Please update the entries below by replacing every "positive clicks" with "foreground clicks", leaving everything else unchanged.

START Task material

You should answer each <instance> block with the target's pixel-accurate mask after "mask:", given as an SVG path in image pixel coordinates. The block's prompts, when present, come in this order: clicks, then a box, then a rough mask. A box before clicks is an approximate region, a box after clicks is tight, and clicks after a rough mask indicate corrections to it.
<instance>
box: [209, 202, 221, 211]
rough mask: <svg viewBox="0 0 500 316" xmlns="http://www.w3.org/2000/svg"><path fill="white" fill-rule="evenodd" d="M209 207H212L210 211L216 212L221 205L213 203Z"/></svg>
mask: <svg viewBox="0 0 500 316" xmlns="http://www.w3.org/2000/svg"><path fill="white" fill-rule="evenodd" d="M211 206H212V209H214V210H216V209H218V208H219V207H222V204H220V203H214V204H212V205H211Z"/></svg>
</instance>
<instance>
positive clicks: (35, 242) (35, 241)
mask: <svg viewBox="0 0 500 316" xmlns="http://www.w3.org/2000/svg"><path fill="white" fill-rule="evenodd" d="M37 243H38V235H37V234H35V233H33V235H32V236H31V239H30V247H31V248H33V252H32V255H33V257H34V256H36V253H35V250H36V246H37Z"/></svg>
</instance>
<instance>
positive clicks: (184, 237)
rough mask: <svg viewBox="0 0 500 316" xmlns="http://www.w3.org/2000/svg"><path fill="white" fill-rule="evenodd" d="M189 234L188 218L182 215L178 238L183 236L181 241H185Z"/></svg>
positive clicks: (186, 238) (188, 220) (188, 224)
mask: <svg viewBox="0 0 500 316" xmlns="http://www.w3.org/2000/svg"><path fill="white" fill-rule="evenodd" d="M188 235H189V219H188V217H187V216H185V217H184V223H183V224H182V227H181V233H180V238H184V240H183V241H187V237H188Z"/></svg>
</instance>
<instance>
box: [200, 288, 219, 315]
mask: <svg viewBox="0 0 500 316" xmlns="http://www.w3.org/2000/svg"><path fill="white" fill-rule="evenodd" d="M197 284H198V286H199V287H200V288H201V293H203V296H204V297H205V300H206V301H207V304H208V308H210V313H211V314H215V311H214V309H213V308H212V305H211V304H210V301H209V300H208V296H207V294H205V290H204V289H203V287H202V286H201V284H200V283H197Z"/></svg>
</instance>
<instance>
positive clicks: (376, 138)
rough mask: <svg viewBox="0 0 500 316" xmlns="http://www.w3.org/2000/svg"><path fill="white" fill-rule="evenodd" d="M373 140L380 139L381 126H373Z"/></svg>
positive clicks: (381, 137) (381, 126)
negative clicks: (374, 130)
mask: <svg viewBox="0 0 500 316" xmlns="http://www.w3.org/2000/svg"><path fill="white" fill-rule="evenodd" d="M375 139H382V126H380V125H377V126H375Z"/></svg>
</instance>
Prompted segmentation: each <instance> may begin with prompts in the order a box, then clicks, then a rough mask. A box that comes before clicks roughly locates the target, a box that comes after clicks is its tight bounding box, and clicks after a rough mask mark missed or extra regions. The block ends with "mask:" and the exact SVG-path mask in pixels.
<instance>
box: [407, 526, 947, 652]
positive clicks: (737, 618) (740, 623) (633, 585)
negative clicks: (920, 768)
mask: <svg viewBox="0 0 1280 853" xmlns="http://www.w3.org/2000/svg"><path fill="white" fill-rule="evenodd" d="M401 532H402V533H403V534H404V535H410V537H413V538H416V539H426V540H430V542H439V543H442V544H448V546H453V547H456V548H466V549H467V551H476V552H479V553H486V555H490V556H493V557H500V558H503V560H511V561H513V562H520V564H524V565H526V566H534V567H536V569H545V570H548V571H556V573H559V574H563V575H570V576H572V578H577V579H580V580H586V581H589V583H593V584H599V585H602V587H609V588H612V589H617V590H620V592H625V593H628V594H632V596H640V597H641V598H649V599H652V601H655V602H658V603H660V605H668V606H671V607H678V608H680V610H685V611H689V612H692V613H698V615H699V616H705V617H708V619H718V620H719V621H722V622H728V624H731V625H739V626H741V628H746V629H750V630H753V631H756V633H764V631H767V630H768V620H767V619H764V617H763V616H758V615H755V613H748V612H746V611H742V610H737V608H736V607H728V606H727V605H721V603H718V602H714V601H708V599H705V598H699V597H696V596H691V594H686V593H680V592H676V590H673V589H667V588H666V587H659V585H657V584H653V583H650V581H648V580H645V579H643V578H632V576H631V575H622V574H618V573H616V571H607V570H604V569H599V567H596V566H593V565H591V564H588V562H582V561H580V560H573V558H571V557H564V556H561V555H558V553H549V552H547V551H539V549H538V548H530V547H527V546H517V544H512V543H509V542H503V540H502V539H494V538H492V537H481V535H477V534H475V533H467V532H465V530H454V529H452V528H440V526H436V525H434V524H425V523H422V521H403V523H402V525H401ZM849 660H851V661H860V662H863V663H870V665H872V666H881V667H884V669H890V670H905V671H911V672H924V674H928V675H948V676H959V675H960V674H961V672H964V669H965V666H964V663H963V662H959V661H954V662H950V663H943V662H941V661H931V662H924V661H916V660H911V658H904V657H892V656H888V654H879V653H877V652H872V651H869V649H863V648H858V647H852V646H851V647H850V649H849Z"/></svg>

END Task material

• Reply:
You should answer each <instance> block with the target's pixel-accurate mask after "mask:", given as an SVG path in image pixel coordinates. The block's prompts, when present, come in this order: clicks, then a box, then a rough mask. A box before clicks is an approximate region, a box after clicks is tight, and clicks after a rough mask indicate corrections to it.
<instance>
box: [209, 202, 221, 211]
rough mask: <svg viewBox="0 0 500 316" xmlns="http://www.w3.org/2000/svg"><path fill="white" fill-rule="evenodd" d="M209 207H212L210 211L216 212L221 205L213 203Z"/></svg>
mask: <svg viewBox="0 0 500 316" xmlns="http://www.w3.org/2000/svg"><path fill="white" fill-rule="evenodd" d="M211 206H212V209H214V210H216V209H218V208H219V207H222V204H220V203H214V204H212V205H211Z"/></svg>
</instance>
<instance>
foreground clicks: (35, 242) (35, 241)
mask: <svg viewBox="0 0 500 316" xmlns="http://www.w3.org/2000/svg"><path fill="white" fill-rule="evenodd" d="M37 243H38V235H37V234H35V233H33V235H32V236H31V239H30V247H31V248H33V252H32V255H33V257H34V256H36V253H35V250H36V246H37Z"/></svg>
</instance>
<instance>
foreground clicks: (184, 237)
rough mask: <svg viewBox="0 0 500 316" xmlns="http://www.w3.org/2000/svg"><path fill="white" fill-rule="evenodd" d="M189 234L188 218L182 215L178 238L183 236L181 241H185Z"/></svg>
foreground clicks: (186, 238) (188, 220) (188, 224)
mask: <svg viewBox="0 0 500 316" xmlns="http://www.w3.org/2000/svg"><path fill="white" fill-rule="evenodd" d="M188 235H189V219H188V217H187V216H185V217H184V223H183V224H182V227H181V233H180V238H184V240H183V241H187V237H188Z"/></svg>
</instance>
<instance>
box: [200, 288, 219, 315]
mask: <svg viewBox="0 0 500 316" xmlns="http://www.w3.org/2000/svg"><path fill="white" fill-rule="evenodd" d="M197 284H198V286H199V287H200V288H201V293H203V296H204V297H205V300H206V301H207V304H208V308H210V313H211V314H215V311H214V309H213V308H212V305H211V304H210V301H209V300H208V296H207V294H205V290H204V289H203V287H202V286H201V284H200V283H197Z"/></svg>
</instance>
<instance>
foreground clicks: (376, 138)
rough mask: <svg viewBox="0 0 500 316" xmlns="http://www.w3.org/2000/svg"><path fill="white" fill-rule="evenodd" d="M373 140L380 139L381 126H373Z"/></svg>
foreground clicks: (381, 137) (381, 126)
negative clicks: (374, 130)
mask: <svg viewBox="0 0 500 316" xmlns="http://www.w3.org/2000/svg"><path fill="white" fill-rule="evenodd" d="M375 139H382V126H380V125H377V126H375Z"/></svg>
</instance>
Prompted segmentation: each <instance> may begin with prompts in the order a box, then clicks, then a rough mask. A box that comes before clicks roughly locates the target, a box that comes after clicks is its tight bounding box, and clicks after a rough mask mark missed or extra regions. The block ends with "mask:" and the exact SVG-path mask in pixels.
<instance>
box: [407, 526, 947, 652]
foreground clicks: (737, 618) (740, 623) (633, 585)
negative clicks: (920, 768)
mask: <svg viewBox="0 0 1280 853" xmlns="http://www.w3.org/2000/svg"><path fill="white" fill-rule="evenodd" d="M401 532H402V533H403V534H404V535H410V537H413V538H416V539H426V540H430V542H439V543H442V544H448V546H453V547H456V548H466V549H467V551H476V552H479V553H486V555H490V556H493V557H500V558H503V560H511V561H513V562H520V564H524V565H526V566H534V567H536V569H545V570H548V571H556V573H559V574H563V575H570V576H572V578H577V579H580V580H586V581H589V583H593V584H599V585H602V587H609V588H612V589H617V590H620V592H625V593H628V594H632V596H640V597H641V598H649V599H652V601H655V602H658V603H660V605H668V606H671V607H678V608H680V610H685V611H689V612H692V613H698V615H699V616H705V617H708V619H718V620H719V621H722V622H728V624H731V625H739V626H741V628H746V629H750V630H753V631H756V633H764V631H767V630H768V620H767V619H764V617H763V616H758V615H755V613H748V612H746V611H742V610H737V608H736V607H728V606H727V605H721V603H718V602H714V601H708V599H705V598H699V597H696V596H691V594H686V593H680V592H676V590H673V589H667V588H666V587H659V585H657V584H653V583H650V581H648V580H645V579H643V578H632V576H631V575H622V574H618V573H616V571H607V570H604V569H599V567H596V566H593V565H591V564H588V562H582V561H580V560H573V558H571V557H564V556H561V555H558V553H549V552H547V551H539V549H538V548H530V547H527V546H517V544H512V543H509V542H503V540H502V539H494V538H492V537H481V535H477V534H475V533H467V532H465V530H454V529H452V528H440V526H436V525H434V524H425V523H422V521H403V523H402V525H401ZM849 660H851V661H860V662H863V663H870V665H872V666H881V667H884V669H890V670H905V671H911V672H924V674H928V675H948V676H959V675H960V674H961V672H964V669H965V666H964V663H963V662H959V661H954V662H950V663H943V662H941V661H931V662H924V661H916V660H911V658H904V657H892V656H888V654H879V653H877V652H872V651H869V649H863V648H858V647H852V646H851V647H850V649H849Z"/></svg>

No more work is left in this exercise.